Work to complete >>
The answer should consist of each line from the data below that includes "hillside".

Region pointing data:
════════
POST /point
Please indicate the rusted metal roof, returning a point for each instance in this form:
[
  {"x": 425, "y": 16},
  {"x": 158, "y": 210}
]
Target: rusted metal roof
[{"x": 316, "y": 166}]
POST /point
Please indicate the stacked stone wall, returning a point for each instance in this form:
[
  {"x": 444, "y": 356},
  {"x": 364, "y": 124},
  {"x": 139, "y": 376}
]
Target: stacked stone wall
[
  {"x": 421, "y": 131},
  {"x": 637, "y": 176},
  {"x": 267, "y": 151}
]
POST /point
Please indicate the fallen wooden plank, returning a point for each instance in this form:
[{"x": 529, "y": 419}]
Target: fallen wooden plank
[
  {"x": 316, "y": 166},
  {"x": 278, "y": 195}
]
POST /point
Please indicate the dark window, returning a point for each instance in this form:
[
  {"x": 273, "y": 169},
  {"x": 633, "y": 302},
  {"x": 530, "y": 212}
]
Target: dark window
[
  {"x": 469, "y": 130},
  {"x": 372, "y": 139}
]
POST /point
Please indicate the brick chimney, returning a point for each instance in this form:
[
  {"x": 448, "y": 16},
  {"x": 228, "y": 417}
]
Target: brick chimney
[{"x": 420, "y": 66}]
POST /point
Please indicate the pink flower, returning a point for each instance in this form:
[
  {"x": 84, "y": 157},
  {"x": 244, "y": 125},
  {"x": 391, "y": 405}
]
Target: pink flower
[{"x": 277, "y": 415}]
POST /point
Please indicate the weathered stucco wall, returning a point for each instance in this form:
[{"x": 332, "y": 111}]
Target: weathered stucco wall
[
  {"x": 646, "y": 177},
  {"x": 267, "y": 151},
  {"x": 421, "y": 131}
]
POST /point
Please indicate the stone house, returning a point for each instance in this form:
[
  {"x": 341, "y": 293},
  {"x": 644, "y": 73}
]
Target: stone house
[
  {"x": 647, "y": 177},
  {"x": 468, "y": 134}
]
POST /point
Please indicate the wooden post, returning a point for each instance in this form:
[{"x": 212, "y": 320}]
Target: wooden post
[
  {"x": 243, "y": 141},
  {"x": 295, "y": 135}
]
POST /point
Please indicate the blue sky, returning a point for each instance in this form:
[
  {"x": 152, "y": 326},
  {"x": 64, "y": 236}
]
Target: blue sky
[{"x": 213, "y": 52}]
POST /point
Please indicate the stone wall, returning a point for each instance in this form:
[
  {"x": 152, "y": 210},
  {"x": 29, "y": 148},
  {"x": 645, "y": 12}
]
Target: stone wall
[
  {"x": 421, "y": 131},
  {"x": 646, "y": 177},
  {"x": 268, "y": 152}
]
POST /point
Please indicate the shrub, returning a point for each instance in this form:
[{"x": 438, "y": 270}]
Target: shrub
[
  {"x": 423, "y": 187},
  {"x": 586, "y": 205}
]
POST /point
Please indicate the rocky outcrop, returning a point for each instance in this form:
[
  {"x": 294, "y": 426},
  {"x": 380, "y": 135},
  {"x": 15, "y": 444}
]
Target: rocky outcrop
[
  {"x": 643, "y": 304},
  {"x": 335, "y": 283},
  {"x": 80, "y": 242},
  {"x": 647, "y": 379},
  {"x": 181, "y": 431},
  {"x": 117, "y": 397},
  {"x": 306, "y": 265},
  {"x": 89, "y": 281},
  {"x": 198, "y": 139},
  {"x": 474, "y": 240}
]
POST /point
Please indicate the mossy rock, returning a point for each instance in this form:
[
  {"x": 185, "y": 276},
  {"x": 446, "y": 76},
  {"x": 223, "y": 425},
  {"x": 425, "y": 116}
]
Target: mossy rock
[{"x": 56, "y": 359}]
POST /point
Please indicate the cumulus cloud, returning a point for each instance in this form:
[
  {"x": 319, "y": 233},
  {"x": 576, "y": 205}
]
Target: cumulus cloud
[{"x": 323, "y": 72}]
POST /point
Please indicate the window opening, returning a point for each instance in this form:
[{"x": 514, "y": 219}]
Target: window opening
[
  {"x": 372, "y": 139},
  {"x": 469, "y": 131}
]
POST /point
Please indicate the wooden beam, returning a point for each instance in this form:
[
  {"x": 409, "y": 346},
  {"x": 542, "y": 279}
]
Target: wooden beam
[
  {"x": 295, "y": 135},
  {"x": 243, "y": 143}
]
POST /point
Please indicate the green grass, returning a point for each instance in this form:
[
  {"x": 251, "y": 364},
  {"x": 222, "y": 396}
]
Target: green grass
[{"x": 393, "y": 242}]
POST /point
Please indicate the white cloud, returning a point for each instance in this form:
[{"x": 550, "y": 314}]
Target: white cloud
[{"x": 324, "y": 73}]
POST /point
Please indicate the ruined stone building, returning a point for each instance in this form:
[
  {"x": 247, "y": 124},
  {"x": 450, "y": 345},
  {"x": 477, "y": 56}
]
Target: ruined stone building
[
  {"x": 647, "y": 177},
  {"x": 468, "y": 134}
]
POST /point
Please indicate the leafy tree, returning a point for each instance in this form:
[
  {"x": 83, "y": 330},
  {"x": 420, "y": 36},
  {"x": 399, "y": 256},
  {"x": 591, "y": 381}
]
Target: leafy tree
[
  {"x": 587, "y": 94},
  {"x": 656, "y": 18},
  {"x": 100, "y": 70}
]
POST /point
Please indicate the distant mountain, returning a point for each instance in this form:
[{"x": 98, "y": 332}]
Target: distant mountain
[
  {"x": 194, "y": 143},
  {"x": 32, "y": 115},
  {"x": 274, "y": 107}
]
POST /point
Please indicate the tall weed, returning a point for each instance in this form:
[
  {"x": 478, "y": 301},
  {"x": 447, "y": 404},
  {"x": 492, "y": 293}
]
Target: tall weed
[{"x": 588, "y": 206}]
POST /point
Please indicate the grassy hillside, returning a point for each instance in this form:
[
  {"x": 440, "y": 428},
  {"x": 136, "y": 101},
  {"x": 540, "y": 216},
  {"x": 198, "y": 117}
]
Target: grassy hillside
════════
Exercise answer >>
Please indicate the grassy hillside, returning a point for each instance in this form:
Target: grassy hillside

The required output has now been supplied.